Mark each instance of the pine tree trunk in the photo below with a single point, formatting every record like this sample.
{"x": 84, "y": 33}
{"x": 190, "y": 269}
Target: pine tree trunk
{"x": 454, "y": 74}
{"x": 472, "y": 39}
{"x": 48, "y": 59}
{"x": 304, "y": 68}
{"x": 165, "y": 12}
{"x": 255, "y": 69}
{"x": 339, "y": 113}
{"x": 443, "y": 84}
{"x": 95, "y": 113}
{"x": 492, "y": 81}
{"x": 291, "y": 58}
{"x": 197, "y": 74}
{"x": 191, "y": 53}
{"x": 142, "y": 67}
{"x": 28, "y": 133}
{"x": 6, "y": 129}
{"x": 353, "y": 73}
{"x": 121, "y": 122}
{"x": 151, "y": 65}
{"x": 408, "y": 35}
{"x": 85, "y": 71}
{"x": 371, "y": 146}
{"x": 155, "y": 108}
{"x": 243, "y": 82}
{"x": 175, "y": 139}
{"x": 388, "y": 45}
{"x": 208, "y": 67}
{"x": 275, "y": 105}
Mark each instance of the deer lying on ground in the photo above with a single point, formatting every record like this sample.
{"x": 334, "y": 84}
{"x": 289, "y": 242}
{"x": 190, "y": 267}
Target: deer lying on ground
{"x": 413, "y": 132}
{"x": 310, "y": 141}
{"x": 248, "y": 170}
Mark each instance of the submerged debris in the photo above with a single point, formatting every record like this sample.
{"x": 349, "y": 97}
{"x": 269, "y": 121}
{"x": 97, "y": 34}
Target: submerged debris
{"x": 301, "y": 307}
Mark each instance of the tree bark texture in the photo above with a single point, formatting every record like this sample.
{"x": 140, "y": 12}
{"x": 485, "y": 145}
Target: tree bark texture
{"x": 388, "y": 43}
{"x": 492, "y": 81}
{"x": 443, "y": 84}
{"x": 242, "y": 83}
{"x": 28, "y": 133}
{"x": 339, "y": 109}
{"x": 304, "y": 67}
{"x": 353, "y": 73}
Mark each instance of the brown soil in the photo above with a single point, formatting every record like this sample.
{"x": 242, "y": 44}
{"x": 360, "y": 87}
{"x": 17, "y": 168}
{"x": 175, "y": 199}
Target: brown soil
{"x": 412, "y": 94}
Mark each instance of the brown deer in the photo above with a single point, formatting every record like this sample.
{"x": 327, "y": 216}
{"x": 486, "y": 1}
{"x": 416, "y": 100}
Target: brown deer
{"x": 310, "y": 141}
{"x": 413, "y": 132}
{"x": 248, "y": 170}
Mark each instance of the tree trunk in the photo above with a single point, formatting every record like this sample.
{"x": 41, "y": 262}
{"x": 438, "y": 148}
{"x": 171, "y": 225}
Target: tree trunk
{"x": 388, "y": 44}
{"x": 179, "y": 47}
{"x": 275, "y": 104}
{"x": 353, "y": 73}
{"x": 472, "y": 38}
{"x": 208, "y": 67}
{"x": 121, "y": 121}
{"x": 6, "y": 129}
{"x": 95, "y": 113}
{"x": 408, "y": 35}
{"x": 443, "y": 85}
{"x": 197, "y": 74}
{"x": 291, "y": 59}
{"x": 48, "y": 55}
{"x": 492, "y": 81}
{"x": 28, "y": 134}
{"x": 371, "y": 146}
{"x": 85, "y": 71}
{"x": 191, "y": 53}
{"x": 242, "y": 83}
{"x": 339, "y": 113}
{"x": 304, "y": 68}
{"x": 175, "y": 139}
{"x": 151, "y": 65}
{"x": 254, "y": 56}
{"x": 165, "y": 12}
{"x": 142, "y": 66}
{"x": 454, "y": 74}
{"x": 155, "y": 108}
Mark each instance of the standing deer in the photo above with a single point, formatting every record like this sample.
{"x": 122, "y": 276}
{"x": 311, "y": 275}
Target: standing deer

= = = = =

DIRECTIONS FOR THIS TASK: Give all the records again. Match them exactly.

EXERCISE RESPONSE:
Mark each instance of the pine tree trunk in the photo below with a single point, formatting every record like this sample.
{"x": 84, "y": 33}
{"x": 190, "y": 269}
Target: pine tree trunk
{"x": 454, "y": 74}
{"x": 472, "y": 39}
{"x": 48, "y": 59}
{"x": 304, "y": 68}
{"x": 165, "y": 12}
{"x": 255, "y": 69}
{"x": 339, "y": 113}
{"x": 443, "y": 84}
{"x": 95, "y": 113}
{"x": 492, "y": 81}
{"x": 291, "y": 58}
{"x": 197, "y": 74}
{"x": 191, "y": 53}
{"x": 142, "y": 67}
{"x": 28, "y": 133}
{"x": 6, "y": 129}
{"x": 353, "y": 73}
{"x": 121, "y": 122}
{"x": 151, "y": 65}
{"x": 408, "y": 35}
{"x": 85, "y": 71}
{"x": 371, "y": 146}
{"x": 155, "y": 108}
{"x": 243, "y": 82}
{"x": 175, "y": 139}
{"x": 388, "y": 45}
{"x": 208, "y": 67}
{"x": 275, "y": 105}
Mark each instance of the deer lying on ground in the photo above with a single point, formatting every record like this sample.
{"x": 334, "y": 84}
{"x": 289, "y": 242}
{"x": 190, "y": 267}
Target: deer lying on ground
{"x": 413, "y": 132}
{"x": 310, "y": 141}
{"x": 248, "y": 170}
Mark each instance of the submerged debris in the photo above with a single point, formatting every record like this sample.
{"x": 349, "y": 97}
{"x": 269, "y": 121}
{"x": 97, "y": 34}
Target: submerged debris
{"x": 301, "y": 307}
Mark each instance of the tree bark texture in the photo above with a single point, formatting every record like this sample.
{"x": 140, "y": 12}
{"x": 485, "y": 145}
Target: tree bark texture
{"x": 388, "y": 43}
{"x": 492, "y": 81}
{"x": 443, "y": 84}
{"x": 242, "y": 83}
{"x": 28, "y": 133}
{"x": 339, "y": 109}
{"x": 304, "y": 67}
{"x": 353, "y": 73}
Mark each instance of the brown soil in the photo above with a single point, formatting every record like this sample.
{"x": 242, "y": 44}
{"x": 360, "y": 87}
{"x": 17, "y": 168}
{"x": 175, "y": 199}
Target: brown soil
{"x": 412, "y": 94}
Mark each instance of the brown deer in the photo above with a single point, formatting every record like this sample.
{"x": 327, "y": 216}
{"x": 486, "y": 1}
{"x": 416, "y": 100}
Target: brown deer
{"x": 310, "y": 141}
{"x": 413, "y": 132}
{"x": 248, "y": 170}
Mark each instance of the tree trunk in the photo above with a single point, formatting every record like this sample.
{"x": 41, "y": 262}
{"x": 438, "y": 148}
{"x": 171, "y": 225}
Target: tree trunk
{"x": 388, "y": 44}
{"x": 179, "y": 47}
{"x": 275, "y": 104}
{"x": 353, "y": 73}
{"x": 472, "y": 38}
{"x": 208, "y": 67}
{"x": 121, "y": 121}
{"x": 6, "y": 129}
{"x": 95, "y": 113}
{"x": 408, "y": 35}
{"x": 443, "y": 85}
{"x": 197, "y": 74}
{"x": 291, "y": 59}
{"x": 48, "y": 55}
{"x": 492, "y": 81}
{"x": 28, "y": 134}
{"x": 371, "y": 146}
{"x": 85, "y": 71}
{"x": 191, "y": 53}
{"x": 242, "y": 83}
{"x": 339, "y": 113}
{"x": 304, "y": 68}
{"x": 175, "y": 139}
{"x": 151, "y": 65}
{"x": 254, "y": 56}
{"x": 165, "y": 12}
{"x": 142, "y": 66}
{"x": 454, "y": 74}
{"x": 155, "y": 108}
Mark each instance of the standing deer in the photo above with a single point, formatting every record like this sample.
{"x": 122, "y": 276}
{"x": 311, "y": 275}
Target: standing deer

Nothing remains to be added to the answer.